PROBLEM TO WORK ON
Output the listing exactly, leaving nothing out.

INFORMATION PROVIDED
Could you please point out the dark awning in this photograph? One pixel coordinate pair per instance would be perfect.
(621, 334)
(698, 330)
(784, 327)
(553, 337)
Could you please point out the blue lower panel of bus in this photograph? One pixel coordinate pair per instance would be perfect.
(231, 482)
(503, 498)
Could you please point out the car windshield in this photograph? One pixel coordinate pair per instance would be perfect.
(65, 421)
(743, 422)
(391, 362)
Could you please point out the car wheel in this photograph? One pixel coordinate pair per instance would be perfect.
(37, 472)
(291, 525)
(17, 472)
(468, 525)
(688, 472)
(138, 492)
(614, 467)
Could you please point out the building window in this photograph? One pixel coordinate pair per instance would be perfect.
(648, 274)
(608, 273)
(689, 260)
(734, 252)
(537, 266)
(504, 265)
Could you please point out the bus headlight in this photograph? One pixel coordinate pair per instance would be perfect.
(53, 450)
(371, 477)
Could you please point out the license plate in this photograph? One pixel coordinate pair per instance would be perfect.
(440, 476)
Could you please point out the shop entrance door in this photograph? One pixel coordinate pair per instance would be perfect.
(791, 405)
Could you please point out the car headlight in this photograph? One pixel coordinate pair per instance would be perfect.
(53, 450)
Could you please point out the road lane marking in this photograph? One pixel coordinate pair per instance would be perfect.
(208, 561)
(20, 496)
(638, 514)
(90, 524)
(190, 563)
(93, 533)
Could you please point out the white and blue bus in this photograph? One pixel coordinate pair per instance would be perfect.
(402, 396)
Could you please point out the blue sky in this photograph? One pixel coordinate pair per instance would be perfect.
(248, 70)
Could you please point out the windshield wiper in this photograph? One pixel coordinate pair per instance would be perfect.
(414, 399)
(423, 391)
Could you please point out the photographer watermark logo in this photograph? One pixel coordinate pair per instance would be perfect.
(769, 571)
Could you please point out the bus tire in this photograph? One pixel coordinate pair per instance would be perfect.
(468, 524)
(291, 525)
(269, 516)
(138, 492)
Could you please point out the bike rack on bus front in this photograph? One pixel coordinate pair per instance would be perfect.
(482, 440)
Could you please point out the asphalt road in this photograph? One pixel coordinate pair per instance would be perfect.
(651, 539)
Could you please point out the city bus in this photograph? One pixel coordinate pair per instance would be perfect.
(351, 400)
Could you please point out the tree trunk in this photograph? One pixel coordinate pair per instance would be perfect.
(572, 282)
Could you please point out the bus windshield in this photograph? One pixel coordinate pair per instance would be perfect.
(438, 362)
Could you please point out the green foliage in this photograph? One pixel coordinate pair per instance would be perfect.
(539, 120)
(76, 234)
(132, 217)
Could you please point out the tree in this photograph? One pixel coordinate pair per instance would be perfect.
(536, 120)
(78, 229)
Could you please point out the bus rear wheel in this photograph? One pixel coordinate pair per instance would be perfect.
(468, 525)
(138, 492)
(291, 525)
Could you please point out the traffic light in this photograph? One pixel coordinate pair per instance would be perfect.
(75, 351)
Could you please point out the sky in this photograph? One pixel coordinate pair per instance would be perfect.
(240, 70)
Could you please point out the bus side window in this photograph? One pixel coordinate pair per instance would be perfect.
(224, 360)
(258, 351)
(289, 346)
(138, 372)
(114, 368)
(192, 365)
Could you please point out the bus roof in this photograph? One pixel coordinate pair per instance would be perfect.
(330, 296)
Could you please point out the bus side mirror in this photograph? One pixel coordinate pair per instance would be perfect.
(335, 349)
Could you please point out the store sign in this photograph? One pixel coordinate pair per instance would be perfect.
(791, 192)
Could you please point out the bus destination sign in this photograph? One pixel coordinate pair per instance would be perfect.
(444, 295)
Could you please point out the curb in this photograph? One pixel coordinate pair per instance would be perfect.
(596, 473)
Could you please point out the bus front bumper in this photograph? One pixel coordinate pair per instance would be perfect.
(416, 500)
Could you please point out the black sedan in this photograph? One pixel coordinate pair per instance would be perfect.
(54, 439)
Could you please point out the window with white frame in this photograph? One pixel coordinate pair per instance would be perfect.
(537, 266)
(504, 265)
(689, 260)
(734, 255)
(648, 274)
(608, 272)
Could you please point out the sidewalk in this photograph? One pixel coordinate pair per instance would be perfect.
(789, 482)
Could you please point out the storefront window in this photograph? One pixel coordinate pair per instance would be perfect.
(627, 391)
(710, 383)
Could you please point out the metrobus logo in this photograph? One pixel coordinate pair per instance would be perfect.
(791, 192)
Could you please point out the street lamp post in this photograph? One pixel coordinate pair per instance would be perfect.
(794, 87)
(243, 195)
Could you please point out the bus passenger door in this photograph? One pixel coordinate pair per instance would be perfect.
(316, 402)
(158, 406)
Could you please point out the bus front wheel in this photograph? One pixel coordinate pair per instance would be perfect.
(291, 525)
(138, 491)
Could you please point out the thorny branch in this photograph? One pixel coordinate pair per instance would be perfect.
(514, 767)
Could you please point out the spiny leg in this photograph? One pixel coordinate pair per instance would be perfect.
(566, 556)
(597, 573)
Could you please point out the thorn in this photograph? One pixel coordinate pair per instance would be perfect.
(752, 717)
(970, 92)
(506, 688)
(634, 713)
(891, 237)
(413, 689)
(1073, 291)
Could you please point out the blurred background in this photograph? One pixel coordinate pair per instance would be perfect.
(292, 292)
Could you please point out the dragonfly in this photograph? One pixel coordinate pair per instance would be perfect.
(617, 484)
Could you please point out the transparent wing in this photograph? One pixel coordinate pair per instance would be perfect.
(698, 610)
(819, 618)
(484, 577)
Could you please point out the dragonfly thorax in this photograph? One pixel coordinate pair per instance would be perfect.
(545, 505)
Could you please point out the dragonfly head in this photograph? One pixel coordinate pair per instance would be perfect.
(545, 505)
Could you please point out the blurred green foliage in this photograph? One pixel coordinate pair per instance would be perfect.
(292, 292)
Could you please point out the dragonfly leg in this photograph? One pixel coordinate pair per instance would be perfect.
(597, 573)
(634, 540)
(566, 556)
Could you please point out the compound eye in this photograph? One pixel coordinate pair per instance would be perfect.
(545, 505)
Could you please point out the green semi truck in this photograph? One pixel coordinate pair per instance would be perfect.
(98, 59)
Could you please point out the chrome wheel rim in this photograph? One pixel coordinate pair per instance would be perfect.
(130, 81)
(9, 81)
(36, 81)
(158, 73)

REPLY TO THE EXERCISE
Could you please point out the dark awning in this photograph? One pixel coordinate pair per instance would be perfect.
(621, 334)
(698, 330)
(784, 327)
(553, 337)
Could you please point out the blue lower panel of bus in this photograph? One pixel coordinate pair per instance would be perfect.
(231, 482)
(503, 498)
Could you please point out the car windshield in this photograph? One pixel coordinate pair per instance would be perfect.
(65, 421)
(743, 422)
(391, 362)
Could you please point out the car wheel in this photograph? One pixel coordinate pair per instance would be perfect.
(37, 472)
(291, 525)
(17, 472)
(468, 525)
(688, 472)
(138, 492)
(614, 467)
Could you please point out the building window in this photograph? One pixel coordinate pair per instance would be perfect.
(648, 274)
(608, 273)
(689, 260)
(734, 252)
(537, 266)
(504, 265)
Could you please point out the bus headlight in this photograph? One pixel coordinate pair per instance would be perfect.
(53, 450)
(371, 477)
Could you please point out the license plate in this photograph? One pixel coordinate pair per instance would be perfect.
(440, 476)
Could you please point out the shop entrance door in this photograph? One pixel coordinate pair per instance would be perfect.
(791, 405)
Could you please point out the car headlight in this photograph? One pixel coordinate pair per instance would be perfect.
(53, 450)
Could you please point out the road lane marking in this photograph? One pixel coordinate pair per instance would be perfect.
(208, 561)
(20, 496)
(638, 514)
(90, 524)
(190, 563)
(93, 533)
Could you please point out the white and blue bus in this photograph? One pixel coordinate pair per instance would be perfect.
(402, 396)
Could you please point out the blue sky in this photograph? One pixel coordinate pair per instance would be perfect.
(248, 70)
Could you please point out the windshield wiper in this photograph? One pixel coordinate pair per instance would be perfect.
(414, 399)
(423, 391)
Could you please point out the photographer watermark logo in this photograph? One pixel coordinate pair per instance would be perfect.
(769, 571)
Could you please point out the bus tire in this photograph? One pixel coordinate pair per instance would be perfect.
(468, 524)
(291, 525)
(269, 516)
(138, 492)
Could you please point out the bike rack on bus front in this photograph? One pixel coordinate pair per instance would be perfect.
(482, 440)
Could you please point out the asphalt road in this photograph? One pixel coordinate pair per instance would be perfect.
(651, 539)
Could you please point out the city bus in this photograph? One pixel coordinate pair per instance would be perfect.
(351, 400)
Could you please point out the tree trunk in this photograph? One pixel coordinate pair per instance would be perfect.
(572, 282)
Could you please point out the bus windshield in this photograph? One pixel coordinate pair per instance would be perfect.
(438, 362)
Could you please point out the green foliage in this photograph? One pixel coordinate pair per instance would be perfect.
(539, 120)
(76, 234)
(132, 217)
Could you please point out the tree in this photograph? One pixel coordinate pair per instance would be perfect.
(536, 120)
(78, 229)
Could you please point out the bus rear wheel in this photograph? One pixel coordinate pair per instance would be perfect.
(468, 525)
(138, 492)
(291, 525)
Could you please point out the traffic light in this photograph? One pixel coordinate pair per instance would be perfect.
(75, 351)
Could you please point out the sky in this photograph? One pixel coordinate pair per instance would be perfect.
(240, 70)
Could you please point out the bus side window in this photograph? One pixel coordinate pair per instance would be perfect.
(224, 360)
(258, 351)
(289, 346)
(138, 372)
(114, 368)
(192, 365)
Could you please point out the bus roof in this photograph? One pixel coordinate pair per instance would be perfect.
(330, 296)
Could you please point out the bus side mirror in this photograph? One pixel coordinate pair per instance would be perfect.
(335, 349)
Could you please point out the store sign in this photograph? One pixel coordinate pair per instance would be perfect.
(791, 192)
Could you please point out the bus destination sign in this photograph? One pixel coordinate pair per instance would be perfect.
(444, 295)
Could you please point out the curb in this photograph? One pixel coordinate pair per instance would be perfect.
(596, 473)
Could you please point out the bus front bumper in this photograph? One pixel coordinate pair per instance would be perfect.
(416, 500)
Could you please point out the black sedan in this photograph? One pixel coordinate pair per instance would be perfect.
(54, 439)
Could you please point out the window with white frame in this photograph? One pixel coordinate pair per instance would be perfect.
(537, 266)
(504, 265)
(689, 260)
(734, 255)
(648, 274)
(608, 272)
Could you please point out the sidewalk in this photograph? One pixel coordinate pair per instance would be perfect.
(789, 482)
Could you please point out the storefront window in this photograph? One pixel coordinate pair per instance would be perfect.
(627, 391)
(710, 383)
Could you please point out the metrobus logo in this photograph? One pixel coordinate pair per instance would be perfect.
(791, 192)
Could you please point out the street lamp post in this photograph? One pixel coordinate pair per instance would be perfect.
(794, 87)
(243, 195)
Could you please point out the bus passenger door in this photograph? One pixel coordinate pair per instance would be perfect.
(316, 402)
(158, 406)
Could you please point out the bus front wheel in this photograph? One pixel coordinate pair per instance would be perfect.
(291, 525)
(138, 491)
Could you please point out the thorny branch in this photograph? One pixel coordinate pair per instance would be perfect.
(514, 767)
Could you please point out the spiny leg in this photograph? One pixel coordinate pair per instance would be perfect.
(566, 556)
(597, 573)
Could you please point out the thorn in this photograph? One pixel coordinate pair per instance would be perfect.
(752, 717)
(970, 92)
(506, 688)
(634, 713)
(891, 237)
(413, 689)
(1073, 291)
Could you please point out the blurred background in this photograph? One pixel coordinate pair per instance would be perfect.
(292, 292)
Could you please point out the dragonfly in this photograph? One pixel coordinate pair per instance would be perfect.
(617, 484)
Could you please point out the transparent wing in this photograph? One pixel coordinate pair per instance would be perfect.
(698, 610)
(819, 618)
(484, 577)
Could you please point out the dragonfly thorax in this photograph? One pixel coordinate pair per instance would be perfect.
(545, 505)
Could you please point out the dragonfly head in this photograph? One pixel coordinate pair per instance would be perfect.
(545, 505)
Could you please point out the blurred green foliage in this photograph? One pixel coordinate pair per instance would be perfect.
(292, 292)
Could you please point out the dragonfly leg in this photograph? One pixel coordinate pair per instance would be perfect.
(597, 573)
(634, 540)
(566, 556)
Could you please point out the compound eye in this photograph? One pixel coordinate pair per instance would be perfect.
(545, 505)
Could you please point out the green semi truck in this photograph? One pixel coordinate pair per instance would be perfect.
(98, 59)
Could you please point out the chrome wheel rim in this photograph? One pixel coordinate pair per instance would be perfect.
(130, 81)
(9, 81)
(36, 81)
(158, 73)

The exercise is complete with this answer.